(Spatial annotation entries)
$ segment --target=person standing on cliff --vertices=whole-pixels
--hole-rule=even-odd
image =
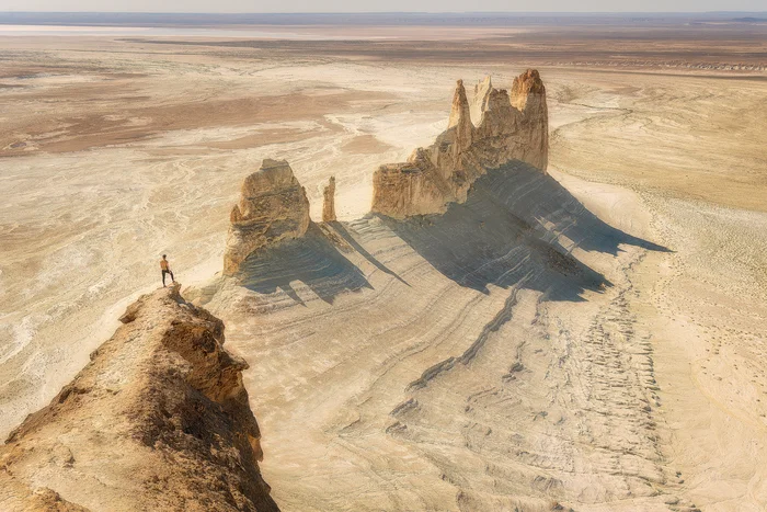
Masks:
[[[162,260],[160,260],[160,270],[162,271],[162,287],[165,287],[165,274],[171,274],[171,283],[175,283],[173,277],[173,272],[171,272],[170,263],[168,263],[168,255],[162,254]]]

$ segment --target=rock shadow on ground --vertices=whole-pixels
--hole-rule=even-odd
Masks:
[[[621,244],[668,251],[602,221],[557,180],[523,162],[491,170],[466,203],[450,204],[443,215],[378,217],[443,275],[485,294],[491,284],[524,281],[549,299],[579,301],[586,289],[610,286],[570,255],[559,236],[614,255]]]
[[[259,294],[285,292],[305,305],[291,283],[300,281],[328,304],[344,292],[373,286],[362,271],[311,225],[306,236],[251,254],[240,266],[240,285]]]

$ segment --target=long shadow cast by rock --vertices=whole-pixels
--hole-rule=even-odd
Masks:
[[[278,288],[305,304],[290,285],[300,281],[322,300],[332,304],[343,292],[373,288],[363,273],[312,225],[302,238],[251,254],[240,266],[240,284],[260,294]]]
[[[558,242],[568,236],[585,250],[616,254],[621,243],[667,250],[615,229],[591,214],[551,177],[524,163],[477,180],[463,204],[443,215],[379,217],[436,270],[461,286],[517,283],[553,300],[583,300],[585,289],[610,283]]]
[[[375,265],[378,270],[380,270],[381,272],[384,272],[386,274],[391,275],[392,277],[396,277],[400,283],[410,286],[410,284],[408,284],[408,282],[405,280],[400,277],[399,274],[397,274],[394,271],[392,271],[391,269],[386,266],[384,263],[378,261],[378,259],[376,259],[376,257],[370,254],[367,251],[367,249],[365,249],[363,246],[360,246],[359,242],[357,240],[355,240],[354,237],[352,237],[352,234],[348,232],[348,230],[346,229],[346,227],[343,224],[341,224],[336,220],[334,220],[332,223],[328,223],[328,224],[330,227],[333,228],[333,230],[341,238],[344,239],[344,241],[346,241],[346,243],[348,243],[355,251],[357,251],[363,258],[365,258],[368,262],[370,262],[373,265]]]

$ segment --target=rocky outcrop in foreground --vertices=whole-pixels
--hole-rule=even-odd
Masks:
[[[121,321],[0,448],[0,510],[278,510],[224,323],[178,285]]]
[[[226,275],[236,274],[240,263],[262,247],[304,236],[309,228],[309,200],[288,162],[266,159],[245,178],[230,219]]]
[[[394,218],[444,213],[466,202],[471,184],[489,169],[520,160],[546,172],[549,121],[546,88],[538,71],[514,79],[511,95],[490,79],[474,88],[470,106],[458,80],[447,130],[407,162],[381,166],[373,178],[374,213]],[[479,124],[471,110],[481,113]]]

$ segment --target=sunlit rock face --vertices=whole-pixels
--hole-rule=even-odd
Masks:
[[[333,223],[335,218],[335,177],[330,177],[322,192],[322,221]]]
[[[309,228],[309,200],[285,160],[266,159],[245,178],[232,208],[224,273],[233,275],[254,251],[302,237]]]
[[[0,446],[2,511],[277,511],[261,431],[224,322],[141,296],[47,407]]]
[[[478,126],[472,111],[480,114]],[[548,117],[537,70],[515,78],[511,94],[494,89],[488,77],[474,88],[471,105],[458,80],[447,129],[407,162],[381,166],[374,174],[371,211],[394,218],[444,213],[449,203],[466,202],[477,178],[512,160],[546,173]]]

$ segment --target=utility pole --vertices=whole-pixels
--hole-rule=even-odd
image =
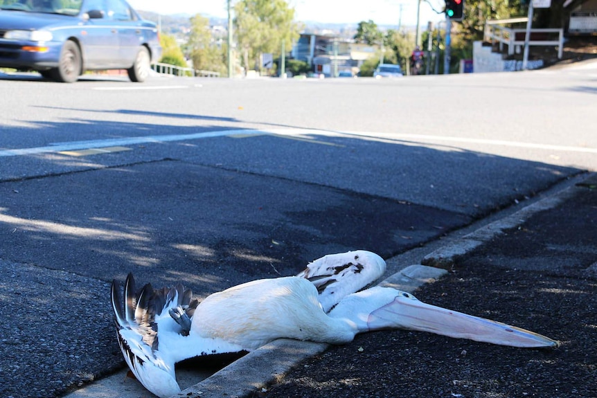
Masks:
[[[415,33],[415,46],[420,47],[421,44],[419,42],[420,36],[419,29],[420,29],[420,24],[419,23],[419,15],[421,12],[421,0],[417,1],[417,31]]]
[[[286,78],[286,40],[282,39],[282,58],[280,60],[280,77]]]
[[[425,75],[429,74],[429,64],[431,62],[431,50],[433,49],[434,42],[434,23],[429,21],[427,22],[427,60],[426,64]]]
[[[449,73],[449,62],[452,56],[452,39],[450,38],[450,30],[452,30],[452,21],[449,17],[446,16],[446,42],[445,52],[444,53],[444,75]]]
[[[232,12],[230,2],[228,0],[228,78],[231,79],[232,75]]]
[[[533,24],[533,0],[528,2],[528,20],[526,21],[526,32],[524,33],[524,51],[522,53],[522,70],[526,71],[528,62],[528,42],[531,41],[531,27]]]

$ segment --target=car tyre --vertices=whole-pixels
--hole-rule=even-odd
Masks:
[[[134,64],[132,67],[127,69],[127,73],[132,82],[145,82],[149,76],[150,69],[151,56],[149,50],[145,46],[142,46],[135,57]]]
[[[49,75],[57,82],[72,83],[81,75],[82,64],[79,46],[72,40],[66,40],[60,51],[58,67],[51,69]]]

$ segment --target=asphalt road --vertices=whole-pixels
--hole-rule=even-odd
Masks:
[[[0,75],[0,395],[122,366],[108,285],[129,271],[205,296],[329,253],[387,258],[597,169],[596,77]]]

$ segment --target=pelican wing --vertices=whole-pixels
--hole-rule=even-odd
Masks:
[[[384,259],[371,251],[357,250],[325,255],[310,263],[296,276],[315,285],[319,302],[328,312],[346,296],[375,282],[385,271]]]

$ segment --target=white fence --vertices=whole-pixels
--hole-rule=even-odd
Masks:
[[[193,68],[183,68],[171,65],[170,64],[161,64],[157,62],[152,65],[152,69],[161,75],[170,75],[172,76],[202,76],[205,78],[219,78],[220,73],[213,71],[203,71],[201,69],[193,69]]]
[[[526,22],[527,18],[513,18],[510,19],[499,19],[488,21],[485,25],[485,42],[499,43],[499,51],[502,51],[504,45],[508,46],[508,54],[514,54],[516,46],[524,46],[524,35],[526,29],[510,29],[501,26],[505,24],[514,24],[517,22]],[[548,40],[550,37],[558,36],[557,40]],[[522,38],[522,39],[521,39]],[[562,52],[564,49],[564,29],[531,29],[529,46],[557,46],[558,57],[562,58]]]

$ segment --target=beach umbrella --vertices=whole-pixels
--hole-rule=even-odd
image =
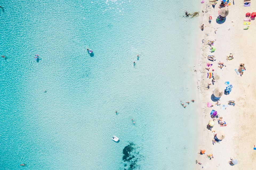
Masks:
[[[228,85],[226,87],[226,91],[231,91],[233,87],[231,84]]]
[[[229,12],[227,8],[222,8],[219,10],[219,15],[223,17],[226,17]]]
[[[216,137],[219,140],[223,140],[225,138],[225,133],[223,131],[220,131],[217,133]]]
[[[215,122],[213,120],[210,120],[209,121],[208,124],[211,126],[213,126],[215,124]]]
[[[233,159],[232,160],[232,163],[235,165],[237,164],[238,163],[238,161],[237,159]]]
[[[216,97],[219,98],[223,94],[223,91],[219,88],[216,88],[213,91],[213,95]]]

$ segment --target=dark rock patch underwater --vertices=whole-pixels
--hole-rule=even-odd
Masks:
[[[139,152],[136,151],[137,148],[134,143],[131,142],[123,150],[123,160],[125,167],[124,170],[135,169],[138,167],[137,164],[141,156]]]

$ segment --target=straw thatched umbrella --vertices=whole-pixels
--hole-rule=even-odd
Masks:
[[[216,135],[216,137],[218,139],[221,141],[225,138],[225,133],[223,131],[219,131],[217,133],[217,134]]]
[[[219,15],[223,17],[226,17],[229,15],[229,8],[222,8],[219,10]]]
[[[219,98],[223,94],[223,91],[219,88],[216,88],[213,91],[213,95],[216,97]]]

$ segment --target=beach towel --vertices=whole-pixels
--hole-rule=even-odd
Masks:
[[[210,64],[210,63],[206,63],[206,65],[208,67],[211,67],[211,66],[213,65],[212,64]]]
[[[244,21],[250,21],[251,20],[250,18],[245,18],[243,19]]]
[[[237,71],[237,69],[235,69],[235,72],[237,72],[237,74],[240,74],[240,73],[239,73],[239,72]]]
[[[207,102],[207,107],[211,107],[212,104],[211,103]]]
[[[207,73],[207,78],[211,78],[213,76],[213,73]]]

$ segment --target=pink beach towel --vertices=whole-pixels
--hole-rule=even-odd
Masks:
[[[206,63],[206,65],[208,67],[211,67],[211,65],[210,64],[210,63]]]
[[[243,21],[250,21],[251,20],[250,18],[245,18],[244,19]]]
[[[211,103],[209,103],[209,102],[207,103],[207,107],[211,107],[212,104]]]

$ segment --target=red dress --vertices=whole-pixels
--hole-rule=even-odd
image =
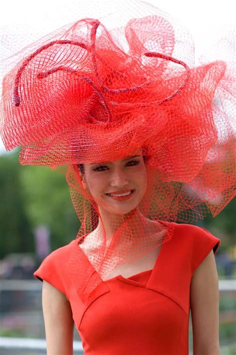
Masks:
[[[152,270],[102,282],[87,305],[67,274],[71,253],[79,247],[75,240],[52,252],[34,273],[70,301],[85,355],[188,355],[191,277],[221,241],[199,227],[175,226]]]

* YOUR OBJECTIVE: Reproduce the stretch of the entries from the line containing "--target=red dress --vertices=whole-pixels" through the end of the entries, character for character, with the picture itself left out of your reply.

* FULL RESPONSE:
$ segment --target=red dress --vertices=whole-pixels
--hole-rule=even-odd
image =
Masks:
[[[152,270],[102,282],[87,305],[67,274],[71,253],[79,247],[75,240],[52,252],[34,273],[70,301],[85,355],[188,355],[191,277],[221,241],[199,227],[175,226]]]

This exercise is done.